→ Source text
····················
More than 400 colleges now require Covid vaccinations, a total that’s nearly doubled over the last month. Some require only that students get inoculated; others insist that employees do as well. Many of the rest “strongly encourage” vaccination and, in some cases, offer hefty incentives (Purdue is giving away 10 one-year scholarships). Mandate or no, the message is clear: Get the jab.
At the same time, a number of colleges are also discouraging discussion of vaccination status. For instance, at the University of Iowa, which doesn’t require the shot, a recent memo sent to faculty and staff members in the liberal-arts college spells out formal “guidance” — rules, really — regarding vaccination conversations. After reading it, you might conclude that any mention of the vaccine at all is verboten.
Here’s what the guidance says: Faculty and staff members can’t ask students if they are vaccinated or if they plan to get vaccinated because doing so “may prompt disclosure of disability-related information.” The memo says instructors shouldn’t discuss vaccination status “during class, in emails, or in other communication to the class.” It warns instructors against participating in conversations among students about vaccination and tells them to be “alert to any coercive or pressuring behavior among students.”
Left unsaid is what exactly qualifies as “pressuring” behavior. How does that differ from the “strong encouragement” that is the university’s public stance? What should an alert instructor do if he or she decides that one student is pressuring another student to get vaccinated? The memo doesn’t say, beyond encouraging instructors to “remind everyone that the university is committed to a voluntary approach to vaccination.” When asked for clarification, a university spokeswoman declined an interview and referred to an FAQ about the policy.
That guidance has been a topic of conversation among faculty members at Iowa who are worried about the message it sends. Christine Petersen, the director of the university’s Center for Emerging Infectious Diseases, points to situations, like working closely together in a lab or riding in a car, where vaccination status would be entirely reasonable to discuss. She’s in favor of mandatory vaccines for students, but since that is now apparently off the table at Iowa, she thinks talk about vaccination should be encouraged. “Policies like this one stifle thoughtful, research-based conversation,” Petersen says.
Other universities have issued similar, if some what less proscriptive, edicts. At the University of Tennessee at Knoxville, for example, an email from the provost’s office says that faculty members can’t ask about a student’s vaccination status and refers to a law passed by the state legislature that forbids state agencies, including public universities, from requiring vaccination. (That law doesn’t actually say whether it’s OK to ask about vaccination status.)
····················
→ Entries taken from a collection
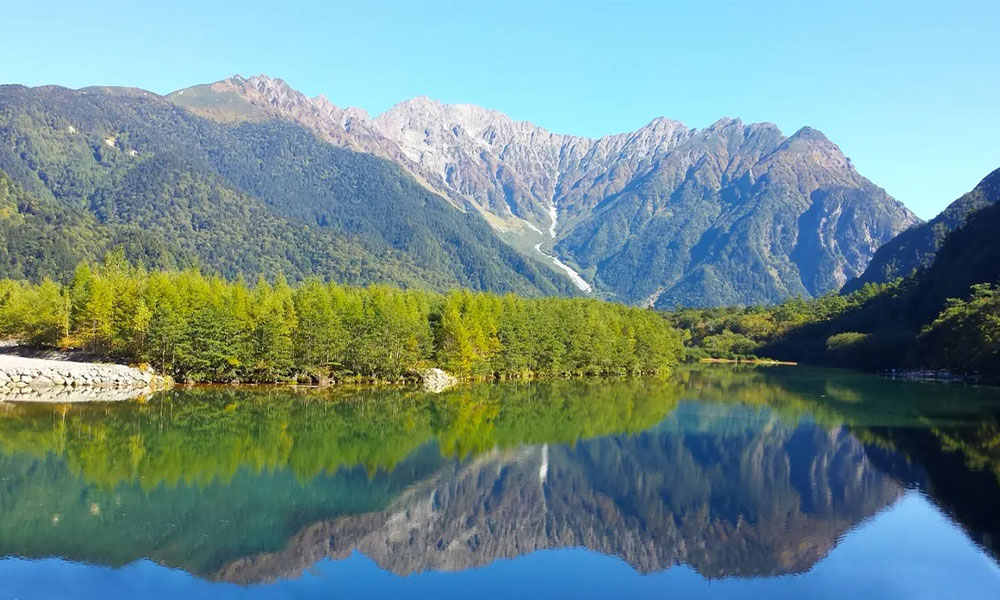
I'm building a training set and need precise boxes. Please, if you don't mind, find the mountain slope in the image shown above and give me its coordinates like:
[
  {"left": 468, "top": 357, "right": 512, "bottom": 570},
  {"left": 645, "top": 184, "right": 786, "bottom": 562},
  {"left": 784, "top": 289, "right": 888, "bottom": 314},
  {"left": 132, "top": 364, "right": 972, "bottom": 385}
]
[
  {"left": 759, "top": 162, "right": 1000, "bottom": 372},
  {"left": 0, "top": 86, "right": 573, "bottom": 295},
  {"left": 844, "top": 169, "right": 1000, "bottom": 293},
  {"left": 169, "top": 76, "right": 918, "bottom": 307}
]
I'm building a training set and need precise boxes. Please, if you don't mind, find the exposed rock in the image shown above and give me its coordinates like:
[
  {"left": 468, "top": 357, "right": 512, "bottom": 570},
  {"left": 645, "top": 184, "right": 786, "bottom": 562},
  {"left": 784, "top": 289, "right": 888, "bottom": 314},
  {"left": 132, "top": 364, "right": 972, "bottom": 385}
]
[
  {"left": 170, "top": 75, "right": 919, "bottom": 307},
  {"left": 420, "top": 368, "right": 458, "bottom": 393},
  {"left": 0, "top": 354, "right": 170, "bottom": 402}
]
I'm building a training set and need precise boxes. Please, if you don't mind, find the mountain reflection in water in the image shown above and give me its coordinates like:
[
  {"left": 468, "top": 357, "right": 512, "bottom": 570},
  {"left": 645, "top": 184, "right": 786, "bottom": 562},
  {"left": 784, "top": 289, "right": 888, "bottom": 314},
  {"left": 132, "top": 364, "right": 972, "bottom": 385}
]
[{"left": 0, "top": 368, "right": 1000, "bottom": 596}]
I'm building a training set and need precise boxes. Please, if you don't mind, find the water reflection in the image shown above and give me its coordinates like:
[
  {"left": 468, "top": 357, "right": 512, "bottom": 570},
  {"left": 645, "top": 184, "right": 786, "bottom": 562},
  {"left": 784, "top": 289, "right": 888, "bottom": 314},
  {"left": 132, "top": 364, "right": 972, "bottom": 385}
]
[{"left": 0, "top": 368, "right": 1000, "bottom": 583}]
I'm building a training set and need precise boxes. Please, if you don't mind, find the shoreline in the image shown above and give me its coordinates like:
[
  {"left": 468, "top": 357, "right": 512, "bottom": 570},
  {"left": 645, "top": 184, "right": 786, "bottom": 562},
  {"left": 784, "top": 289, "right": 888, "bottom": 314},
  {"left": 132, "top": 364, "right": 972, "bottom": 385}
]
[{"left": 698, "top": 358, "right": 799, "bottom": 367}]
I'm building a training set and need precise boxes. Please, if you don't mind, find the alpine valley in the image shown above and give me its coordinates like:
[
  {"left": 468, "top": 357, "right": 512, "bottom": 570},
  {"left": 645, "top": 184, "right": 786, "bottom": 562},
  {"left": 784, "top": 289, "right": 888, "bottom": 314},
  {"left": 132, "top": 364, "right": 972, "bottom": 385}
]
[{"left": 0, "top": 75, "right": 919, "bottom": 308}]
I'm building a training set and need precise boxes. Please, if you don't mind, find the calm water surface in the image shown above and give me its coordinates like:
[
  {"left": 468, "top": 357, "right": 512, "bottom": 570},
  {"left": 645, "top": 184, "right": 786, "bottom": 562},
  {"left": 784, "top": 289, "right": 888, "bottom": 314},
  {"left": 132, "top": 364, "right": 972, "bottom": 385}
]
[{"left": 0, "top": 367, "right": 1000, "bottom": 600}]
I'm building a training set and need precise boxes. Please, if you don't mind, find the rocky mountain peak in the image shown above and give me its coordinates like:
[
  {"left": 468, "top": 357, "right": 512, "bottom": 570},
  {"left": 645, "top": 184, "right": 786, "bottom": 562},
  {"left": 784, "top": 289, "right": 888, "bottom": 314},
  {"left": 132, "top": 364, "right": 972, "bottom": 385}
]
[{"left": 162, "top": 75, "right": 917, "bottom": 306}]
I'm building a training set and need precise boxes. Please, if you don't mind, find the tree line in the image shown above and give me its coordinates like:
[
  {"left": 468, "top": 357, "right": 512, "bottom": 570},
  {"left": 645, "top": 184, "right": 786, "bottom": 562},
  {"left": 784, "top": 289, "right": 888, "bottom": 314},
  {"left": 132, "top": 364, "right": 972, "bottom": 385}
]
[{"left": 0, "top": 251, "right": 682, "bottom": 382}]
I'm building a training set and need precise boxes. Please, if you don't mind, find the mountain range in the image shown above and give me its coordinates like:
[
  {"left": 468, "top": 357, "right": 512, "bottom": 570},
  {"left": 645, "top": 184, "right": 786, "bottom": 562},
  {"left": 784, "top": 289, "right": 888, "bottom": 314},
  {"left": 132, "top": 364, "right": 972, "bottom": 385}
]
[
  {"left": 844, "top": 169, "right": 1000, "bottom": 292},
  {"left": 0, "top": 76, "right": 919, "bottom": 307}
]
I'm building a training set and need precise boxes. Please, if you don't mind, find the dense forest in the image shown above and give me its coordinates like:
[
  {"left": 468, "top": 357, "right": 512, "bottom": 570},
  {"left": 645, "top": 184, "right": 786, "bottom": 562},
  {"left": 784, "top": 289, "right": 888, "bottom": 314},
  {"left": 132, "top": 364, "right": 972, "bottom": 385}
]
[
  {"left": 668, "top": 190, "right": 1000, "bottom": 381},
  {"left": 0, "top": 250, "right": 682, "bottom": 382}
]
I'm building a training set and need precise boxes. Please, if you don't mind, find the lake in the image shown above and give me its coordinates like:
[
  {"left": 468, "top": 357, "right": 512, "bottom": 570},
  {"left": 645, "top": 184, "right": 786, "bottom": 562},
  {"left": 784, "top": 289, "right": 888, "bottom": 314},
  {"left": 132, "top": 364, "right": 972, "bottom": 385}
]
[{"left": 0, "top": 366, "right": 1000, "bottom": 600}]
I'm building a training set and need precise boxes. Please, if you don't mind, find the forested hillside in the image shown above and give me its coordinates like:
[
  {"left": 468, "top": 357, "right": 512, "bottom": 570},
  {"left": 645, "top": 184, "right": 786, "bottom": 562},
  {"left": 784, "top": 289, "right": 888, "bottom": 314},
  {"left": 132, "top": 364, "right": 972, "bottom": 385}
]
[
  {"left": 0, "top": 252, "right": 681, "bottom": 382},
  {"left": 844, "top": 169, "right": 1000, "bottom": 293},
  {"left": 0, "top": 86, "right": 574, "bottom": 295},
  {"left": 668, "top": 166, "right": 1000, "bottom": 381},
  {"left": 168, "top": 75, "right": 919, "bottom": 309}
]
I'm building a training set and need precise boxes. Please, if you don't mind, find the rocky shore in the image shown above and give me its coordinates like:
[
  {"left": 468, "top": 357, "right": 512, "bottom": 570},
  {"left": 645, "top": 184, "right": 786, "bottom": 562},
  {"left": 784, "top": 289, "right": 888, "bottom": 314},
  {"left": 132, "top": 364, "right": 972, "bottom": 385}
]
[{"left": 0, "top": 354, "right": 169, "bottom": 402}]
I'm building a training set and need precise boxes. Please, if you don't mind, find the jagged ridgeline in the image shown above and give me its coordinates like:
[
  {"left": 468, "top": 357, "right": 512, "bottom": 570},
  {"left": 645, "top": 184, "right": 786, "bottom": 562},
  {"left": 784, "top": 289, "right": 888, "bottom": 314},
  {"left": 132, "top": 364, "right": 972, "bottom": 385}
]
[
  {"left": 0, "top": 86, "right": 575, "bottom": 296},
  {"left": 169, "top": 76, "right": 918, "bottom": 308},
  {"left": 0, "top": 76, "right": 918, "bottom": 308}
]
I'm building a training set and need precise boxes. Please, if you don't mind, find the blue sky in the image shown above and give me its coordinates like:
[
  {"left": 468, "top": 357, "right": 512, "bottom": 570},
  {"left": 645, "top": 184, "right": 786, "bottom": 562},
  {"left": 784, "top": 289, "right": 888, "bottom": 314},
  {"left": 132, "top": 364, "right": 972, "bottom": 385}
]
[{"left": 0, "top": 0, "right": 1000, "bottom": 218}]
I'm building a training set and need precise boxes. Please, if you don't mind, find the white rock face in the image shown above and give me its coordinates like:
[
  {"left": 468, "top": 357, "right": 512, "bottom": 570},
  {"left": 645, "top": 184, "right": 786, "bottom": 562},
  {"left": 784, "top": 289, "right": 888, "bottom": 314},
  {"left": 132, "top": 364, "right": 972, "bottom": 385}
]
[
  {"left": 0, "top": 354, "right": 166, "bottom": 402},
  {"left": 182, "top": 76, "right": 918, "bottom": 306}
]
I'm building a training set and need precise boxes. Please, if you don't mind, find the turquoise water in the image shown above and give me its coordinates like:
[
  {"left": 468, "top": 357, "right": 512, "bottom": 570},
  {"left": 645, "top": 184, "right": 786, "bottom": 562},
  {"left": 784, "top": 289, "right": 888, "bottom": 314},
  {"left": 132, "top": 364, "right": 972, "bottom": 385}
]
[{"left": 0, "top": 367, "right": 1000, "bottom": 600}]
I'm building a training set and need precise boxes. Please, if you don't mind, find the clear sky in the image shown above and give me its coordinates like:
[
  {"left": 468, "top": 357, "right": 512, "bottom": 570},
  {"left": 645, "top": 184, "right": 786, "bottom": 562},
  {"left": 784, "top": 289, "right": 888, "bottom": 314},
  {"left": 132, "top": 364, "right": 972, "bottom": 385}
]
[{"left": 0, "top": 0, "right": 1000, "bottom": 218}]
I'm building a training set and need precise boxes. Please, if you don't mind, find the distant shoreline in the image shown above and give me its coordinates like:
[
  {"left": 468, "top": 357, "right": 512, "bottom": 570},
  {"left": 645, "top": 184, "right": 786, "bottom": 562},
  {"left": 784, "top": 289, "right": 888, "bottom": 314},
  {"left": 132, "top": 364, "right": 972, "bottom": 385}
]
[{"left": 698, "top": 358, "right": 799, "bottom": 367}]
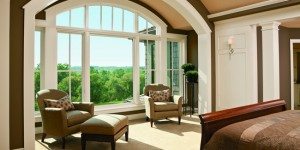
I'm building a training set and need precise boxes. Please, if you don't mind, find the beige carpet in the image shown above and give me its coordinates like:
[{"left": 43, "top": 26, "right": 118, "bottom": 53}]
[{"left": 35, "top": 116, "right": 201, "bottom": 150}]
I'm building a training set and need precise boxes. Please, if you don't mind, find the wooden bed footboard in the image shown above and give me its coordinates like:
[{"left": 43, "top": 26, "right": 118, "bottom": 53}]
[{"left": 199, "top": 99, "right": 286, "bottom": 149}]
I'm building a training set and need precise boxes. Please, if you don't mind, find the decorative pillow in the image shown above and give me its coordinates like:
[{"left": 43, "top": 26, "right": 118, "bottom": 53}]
····················
→ What to do
A. According to the text on college vaccination policies, what is Purdue giving away to encourage vaccination?
B. Pick up the text on college vaccination policies after its last sentence and continue it.

→ Answers to the tasks
A. Purdue is giving away 10 one-year scholarships.

B.
At some institutions it’s not obvious what is and isn’t permitted. Like Tennessee, the state of Texas forbids public universities from requiring vaccinations, but whether discussion of vaccination status is acceptable is uncertain. A recent campuswide email from the president of the University of Texas at Austin notes only that for those who are not fully vaccinated, wearing masks and social distancing is “optional but recommended.” A university spokesman said he wasn’t sure whether conversations about vaccination status are allowed.
To flat-out forbid conversations about vaccination could be seen as an infringement on academic freedom, according to Craig Klugman, a bioethicist at DePaul University. He’s heard the notion that asking students about vaccination status might be a violation of health-care privacy rules, known by the acronym Hipaa. But those rules wouldn’t apply to professors. “It’s really a lot of fear over a misunderstanding,” he says. “This is happening at the crossroads of law and ethics, and that makes for a turbulent space.”
At DePaul, students will be required to be vaccinated before returning in the fall, a policy that Klugman pushed the administration to adopt.
It matters how the topic of vaccination status is raised, argues Jeffrey Brosco, director of population health ethics at the University of Miami. A professor aggressively quizzing a student about whether he or she is vaccinated is inappropriate. And yet Brosco’s bothered by what appear to be administrative bans on an important discussion. “It’s those kinds of conversations that help people make good decisions,” he says. “That’s different from pointing a finger at someone during a class. We can and should be able to make those distinctions.”